[What the task requires] Reproduce, unaltered, the line with "Expected: for every instance of the shoreline, the" along with every line that follows it in the records, up to the last.

+ + + + + + +

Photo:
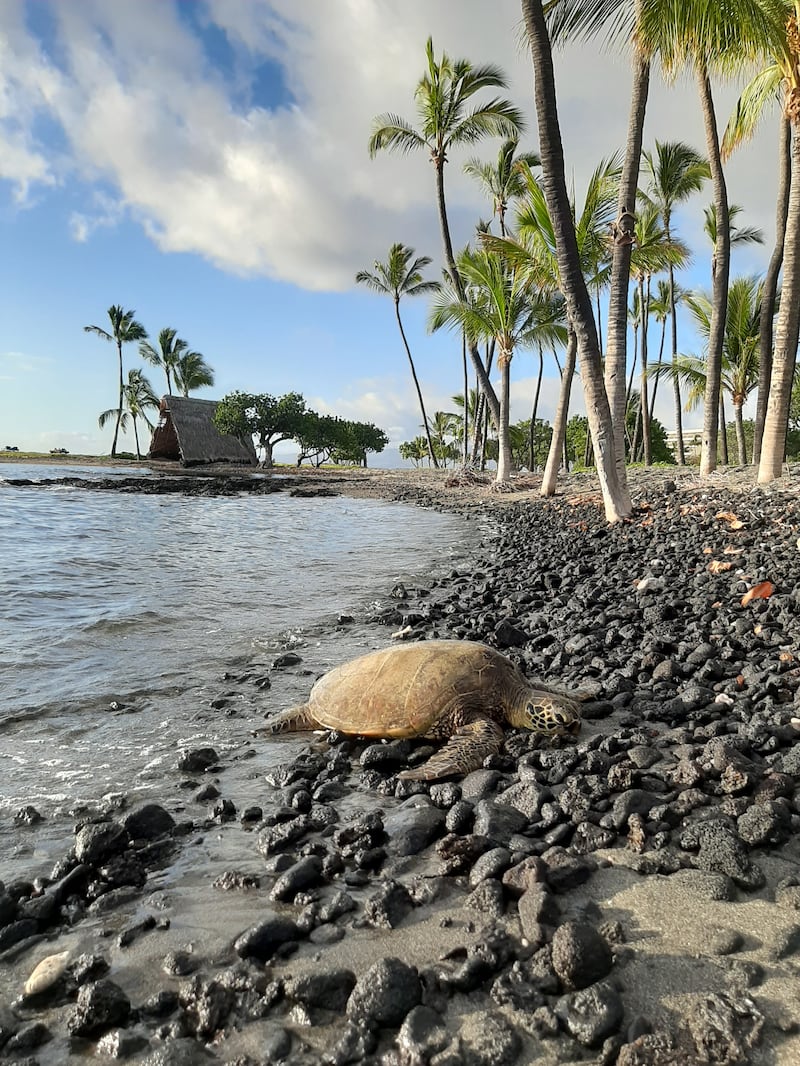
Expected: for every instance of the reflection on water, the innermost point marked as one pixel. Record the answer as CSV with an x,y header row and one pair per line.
x,y
123,614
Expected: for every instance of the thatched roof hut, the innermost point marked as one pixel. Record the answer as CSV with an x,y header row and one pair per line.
x,y
186,431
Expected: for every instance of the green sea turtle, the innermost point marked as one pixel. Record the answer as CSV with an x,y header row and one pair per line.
x,y
458,691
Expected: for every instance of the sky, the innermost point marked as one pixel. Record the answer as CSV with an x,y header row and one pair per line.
x,y
205,164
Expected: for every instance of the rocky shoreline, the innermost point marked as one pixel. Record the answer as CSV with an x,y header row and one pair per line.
x,y
627,899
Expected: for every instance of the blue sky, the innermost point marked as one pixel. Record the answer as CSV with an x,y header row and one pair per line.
x,y
204,163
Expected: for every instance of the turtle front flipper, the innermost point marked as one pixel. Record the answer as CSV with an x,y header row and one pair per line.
x,y
293,720
464,752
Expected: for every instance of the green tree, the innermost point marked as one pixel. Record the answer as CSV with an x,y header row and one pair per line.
x,y
449,117
778,81
675,172
738,235
356,439
192,372
401,277
166,355
653,253
740,351
125,329
415,450
497,304
501,180
138,399
269,419
318,437
536,252
708,37
611,473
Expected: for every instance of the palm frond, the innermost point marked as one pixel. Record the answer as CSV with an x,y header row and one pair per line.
x,y
394,132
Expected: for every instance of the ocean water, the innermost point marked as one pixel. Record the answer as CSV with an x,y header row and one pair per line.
x,y
133,626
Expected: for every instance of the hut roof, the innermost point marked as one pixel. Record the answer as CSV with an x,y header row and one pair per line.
x,y
186,431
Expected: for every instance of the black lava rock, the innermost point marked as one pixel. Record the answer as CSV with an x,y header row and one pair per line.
x,y
385,994
100,1005
580,955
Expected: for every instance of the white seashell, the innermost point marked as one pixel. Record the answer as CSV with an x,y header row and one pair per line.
x,y
46,973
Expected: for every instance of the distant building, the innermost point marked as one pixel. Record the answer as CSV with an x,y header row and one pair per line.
x,y
186,432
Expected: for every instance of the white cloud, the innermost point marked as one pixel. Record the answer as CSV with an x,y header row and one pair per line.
x,y
289,192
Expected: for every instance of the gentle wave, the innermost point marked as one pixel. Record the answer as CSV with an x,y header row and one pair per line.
x,y
123,614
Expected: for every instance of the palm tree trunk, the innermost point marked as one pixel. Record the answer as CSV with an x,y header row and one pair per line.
x,y
480,421
120,405
532,434
618,300
559,422
633,367
136,436
504,445
740,442
675,383
786,334
643,402
490,393
465,426
720,272
770,287
658,364
610,468
416,384
722,431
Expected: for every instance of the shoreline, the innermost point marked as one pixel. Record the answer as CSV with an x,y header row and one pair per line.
x,y
637,845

+ + + + + + +

[Task answer]
Expected: for every instance of the shoreline, the innermost point marked as one pixel. Record the answer as CSV with an x,y header row and one pair per line.
x,y
637,845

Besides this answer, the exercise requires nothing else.